CHALLENGES –
**1)** Transcribe the part of the passage on world oil use that opens with the words containing "From now to" and closes with "access to oil.".
**2)** In the passage on world oil use, what share of the world's transportation energy does oil supply today?
**3)** How would you translate this sentence from the passage on world oil use into Spanish: "Transportation will be the fastest growing oil-consuming sector."

SUPPLIED PASSAGE –
Oil was first discovered in the U.S. in 1859. At the beginning of the 20th century it supplied only 4% of the world’s energy; decades later it became the most important energy source.
Today oil supplies about 40% of the world’s energy and 96% of its transportation energy. Since the shift from coal to oil, the world has consumed over 875 billion barrels. Another 1,000 billion barrels of proved and probable reserves remain to be recovered.

From now to 2020, world oil consumption will rise by about 60%. Transportation will be the fastest growing oil-consuming sector. By 2025, the number of cars will increase to well over 1.25 billion from approximately 700 million today. Global consumption of gasoline could double.

The two countries with the highest rate of growth in oil use are China and India, whose combined populations account for a third of humanity. In the next two decades, China's oil consumption is expected to grow at a rate of 7.5% per year and India’s 5.5%. (Compare to a 1% growth for the industrialized countries). It will be strategically imperative for these countries to secure their access to oil.

Where are the reserves?

Box annotations for photos:
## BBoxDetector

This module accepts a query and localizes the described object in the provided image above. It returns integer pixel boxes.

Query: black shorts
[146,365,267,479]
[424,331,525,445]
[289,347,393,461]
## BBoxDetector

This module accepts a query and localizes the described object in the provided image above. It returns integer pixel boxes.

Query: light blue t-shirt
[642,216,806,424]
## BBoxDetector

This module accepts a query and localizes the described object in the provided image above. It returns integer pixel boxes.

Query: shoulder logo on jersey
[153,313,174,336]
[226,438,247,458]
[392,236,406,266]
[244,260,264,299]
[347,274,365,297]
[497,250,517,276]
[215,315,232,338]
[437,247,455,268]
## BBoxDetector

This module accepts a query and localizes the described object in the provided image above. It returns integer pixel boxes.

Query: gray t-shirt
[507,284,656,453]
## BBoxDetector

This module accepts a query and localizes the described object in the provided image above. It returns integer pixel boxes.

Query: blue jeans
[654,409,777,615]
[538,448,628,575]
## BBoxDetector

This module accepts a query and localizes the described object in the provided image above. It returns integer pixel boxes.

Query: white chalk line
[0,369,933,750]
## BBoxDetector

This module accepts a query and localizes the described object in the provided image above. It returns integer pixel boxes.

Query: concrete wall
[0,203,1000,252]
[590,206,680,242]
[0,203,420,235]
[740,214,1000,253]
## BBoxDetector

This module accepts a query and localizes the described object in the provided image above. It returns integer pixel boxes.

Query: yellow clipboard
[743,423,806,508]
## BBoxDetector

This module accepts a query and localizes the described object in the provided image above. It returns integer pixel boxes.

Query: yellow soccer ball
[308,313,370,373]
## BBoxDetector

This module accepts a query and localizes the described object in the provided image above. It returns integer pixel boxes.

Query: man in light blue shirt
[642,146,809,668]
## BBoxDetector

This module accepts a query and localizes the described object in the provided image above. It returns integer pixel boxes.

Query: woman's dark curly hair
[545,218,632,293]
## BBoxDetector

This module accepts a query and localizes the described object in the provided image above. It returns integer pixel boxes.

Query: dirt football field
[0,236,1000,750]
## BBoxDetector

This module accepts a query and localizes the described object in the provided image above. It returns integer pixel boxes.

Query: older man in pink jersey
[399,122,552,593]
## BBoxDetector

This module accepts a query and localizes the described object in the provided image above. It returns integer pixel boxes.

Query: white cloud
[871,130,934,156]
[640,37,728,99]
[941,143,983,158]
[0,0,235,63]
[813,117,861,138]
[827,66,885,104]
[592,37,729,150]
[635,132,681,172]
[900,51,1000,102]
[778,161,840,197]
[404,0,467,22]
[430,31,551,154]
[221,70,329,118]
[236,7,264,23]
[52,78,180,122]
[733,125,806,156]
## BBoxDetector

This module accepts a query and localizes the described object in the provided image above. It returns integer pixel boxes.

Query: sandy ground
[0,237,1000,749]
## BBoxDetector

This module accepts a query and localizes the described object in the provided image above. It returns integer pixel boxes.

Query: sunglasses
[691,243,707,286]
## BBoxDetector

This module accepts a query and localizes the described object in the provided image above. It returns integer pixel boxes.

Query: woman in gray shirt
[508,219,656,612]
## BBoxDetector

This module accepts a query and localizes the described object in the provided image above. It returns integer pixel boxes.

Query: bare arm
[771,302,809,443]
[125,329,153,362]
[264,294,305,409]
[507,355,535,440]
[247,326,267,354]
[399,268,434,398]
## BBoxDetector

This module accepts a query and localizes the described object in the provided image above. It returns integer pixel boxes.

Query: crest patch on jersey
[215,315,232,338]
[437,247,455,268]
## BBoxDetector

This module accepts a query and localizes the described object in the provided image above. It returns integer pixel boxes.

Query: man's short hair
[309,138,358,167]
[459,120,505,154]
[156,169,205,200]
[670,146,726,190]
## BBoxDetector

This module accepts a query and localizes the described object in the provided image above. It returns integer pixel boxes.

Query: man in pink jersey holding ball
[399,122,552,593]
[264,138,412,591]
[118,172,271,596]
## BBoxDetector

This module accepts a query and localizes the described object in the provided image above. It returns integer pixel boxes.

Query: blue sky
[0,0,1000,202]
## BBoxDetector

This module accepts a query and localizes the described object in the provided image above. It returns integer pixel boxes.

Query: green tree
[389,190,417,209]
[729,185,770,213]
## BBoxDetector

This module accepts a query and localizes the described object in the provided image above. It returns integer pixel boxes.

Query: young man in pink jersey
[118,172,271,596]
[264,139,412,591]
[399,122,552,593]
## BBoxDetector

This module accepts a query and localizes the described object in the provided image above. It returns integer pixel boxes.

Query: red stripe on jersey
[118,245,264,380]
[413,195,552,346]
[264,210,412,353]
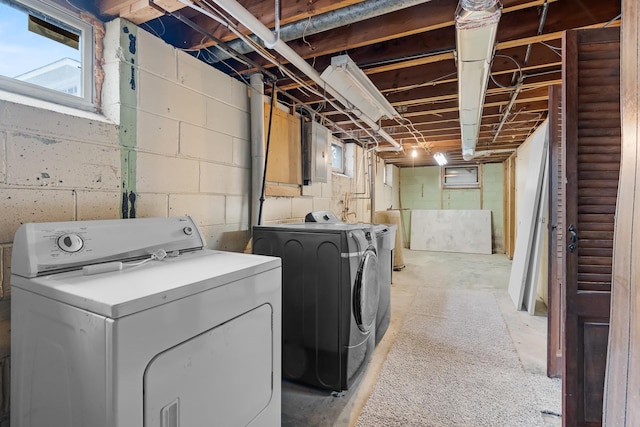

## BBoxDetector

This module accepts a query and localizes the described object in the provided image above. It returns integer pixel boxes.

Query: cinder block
[169,194,226,226]
[177,52,249,111]
[225,194,250,228]
[180,123,233,164]
[291,197,313,218]
[101,62,120,124]
[262,197,292,222]
[1,245,13,298]
[176,48,231,102]
[0,101,118,146]
[200,224,251,252]
[6,132,120,190]
[313,197,331,211]
[102,18,125,64]
[136,153,199,193]
[200,162,250,195]
[233,138,251,168]
[137,70,206,126]
[0,188,75,244]
[137,27,177,82]
[206,99,250,141]
[76,191,122,221]
[136,110,178,156]
[136,193,169,218]
[302,182,322,197]
[320,180,333,201]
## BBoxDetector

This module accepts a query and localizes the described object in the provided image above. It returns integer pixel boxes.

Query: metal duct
[455,0,502,160]
[210,0,430,61]
[179,0,402,150]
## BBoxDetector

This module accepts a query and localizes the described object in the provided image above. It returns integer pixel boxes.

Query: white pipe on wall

LIST OF SOLUTIONS –
**1)**
From now to 2020, world oil consumption will rise by about 60%. Transportation will be the fastest growing oil-consuming sector. By 2025, the number of cars will increase to well over 1.25 billion from approximately 700 million today. Global consumption of gasoline could double.

The two countries with the highest rate of growth in oil use are China and India, whose combined populations account for a third of humanity. In the next two decades, China's oil consumption is expected to grow at a rate of 7.5% per year and India’s 5.5%. (Compare to a 1% growth for the industrialized countries). It will be strategically imperative for these countries to secure their access to oil.

**2)** Oil supplies 96% of the world's transportation energy.

**3)** El transporte será el sector consumidor de petróleo de más rápido crecimiento.